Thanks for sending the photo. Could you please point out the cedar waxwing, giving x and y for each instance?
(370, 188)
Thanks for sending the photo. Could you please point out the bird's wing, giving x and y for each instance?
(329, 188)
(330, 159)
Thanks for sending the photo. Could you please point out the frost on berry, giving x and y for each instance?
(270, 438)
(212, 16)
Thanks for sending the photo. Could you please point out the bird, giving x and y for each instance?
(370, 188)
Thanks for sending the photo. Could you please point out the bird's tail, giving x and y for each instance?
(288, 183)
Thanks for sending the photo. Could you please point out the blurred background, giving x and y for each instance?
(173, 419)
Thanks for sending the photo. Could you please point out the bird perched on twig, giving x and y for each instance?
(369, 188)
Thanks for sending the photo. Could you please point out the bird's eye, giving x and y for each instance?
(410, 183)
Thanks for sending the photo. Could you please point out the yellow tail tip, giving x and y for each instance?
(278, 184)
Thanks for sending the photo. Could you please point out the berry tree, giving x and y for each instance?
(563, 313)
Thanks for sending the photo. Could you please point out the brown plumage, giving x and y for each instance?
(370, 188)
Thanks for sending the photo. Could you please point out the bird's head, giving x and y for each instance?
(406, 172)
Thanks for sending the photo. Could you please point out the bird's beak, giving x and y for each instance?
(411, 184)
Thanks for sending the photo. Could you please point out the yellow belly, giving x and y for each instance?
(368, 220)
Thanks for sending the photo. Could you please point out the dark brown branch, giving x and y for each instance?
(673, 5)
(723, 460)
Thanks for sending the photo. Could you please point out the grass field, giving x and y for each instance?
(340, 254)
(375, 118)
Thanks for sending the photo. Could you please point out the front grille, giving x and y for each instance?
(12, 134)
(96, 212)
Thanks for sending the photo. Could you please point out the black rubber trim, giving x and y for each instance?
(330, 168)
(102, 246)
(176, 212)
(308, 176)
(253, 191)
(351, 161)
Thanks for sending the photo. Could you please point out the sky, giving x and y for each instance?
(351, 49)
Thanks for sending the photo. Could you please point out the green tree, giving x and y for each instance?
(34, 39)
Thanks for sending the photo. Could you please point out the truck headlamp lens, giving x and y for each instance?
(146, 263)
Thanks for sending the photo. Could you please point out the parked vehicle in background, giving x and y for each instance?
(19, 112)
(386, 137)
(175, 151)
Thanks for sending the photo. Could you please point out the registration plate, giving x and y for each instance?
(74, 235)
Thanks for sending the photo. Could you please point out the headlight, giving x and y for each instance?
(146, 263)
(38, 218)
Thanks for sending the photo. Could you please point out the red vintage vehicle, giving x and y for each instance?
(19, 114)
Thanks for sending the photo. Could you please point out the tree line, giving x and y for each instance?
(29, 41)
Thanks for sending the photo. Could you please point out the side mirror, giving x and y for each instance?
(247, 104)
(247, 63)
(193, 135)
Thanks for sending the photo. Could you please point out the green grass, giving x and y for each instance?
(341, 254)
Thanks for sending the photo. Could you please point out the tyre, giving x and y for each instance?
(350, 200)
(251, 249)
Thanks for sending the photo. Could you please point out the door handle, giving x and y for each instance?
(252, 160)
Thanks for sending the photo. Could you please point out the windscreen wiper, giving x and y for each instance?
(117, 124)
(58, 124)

++++++++

Exercise objective: Please rewrite the stretch from the line containing "vehicle, giving x and y for each instance?" through the end of the records, keeping every line and shifting each coordinate in the answers by adding 35 to it.

Output for this exercise:
Thanks for sending the photo. Could you please point out the red vintage vehicle, giving x and y for each instance?
(54, 149)
Thanks for sending the photo. Could you please point out the tree line, giving x and y for each instance?
(64, 76)
Thanks for sending the photo. Could you please point out the side mirror, giving x and y for each instance?
(282, 139)
(282, 98)
(228, 170)
Thanks for sending the photo. Could you please point out the green grass, giving x and y for each instance?
(376, 289)
Thanks for sending the photo. Could you please point out the tyre, giving x and y for each instance?
(385, 235)
(286, 284)
Thanks for sending the photo. Could you please point out the door handle, giving x and y for each instance?
(287, 195)
Thanks for sending the photo. Could you please point out the windscreen wiper, giving x and y for each instance?
(152, 159)
(93, 159)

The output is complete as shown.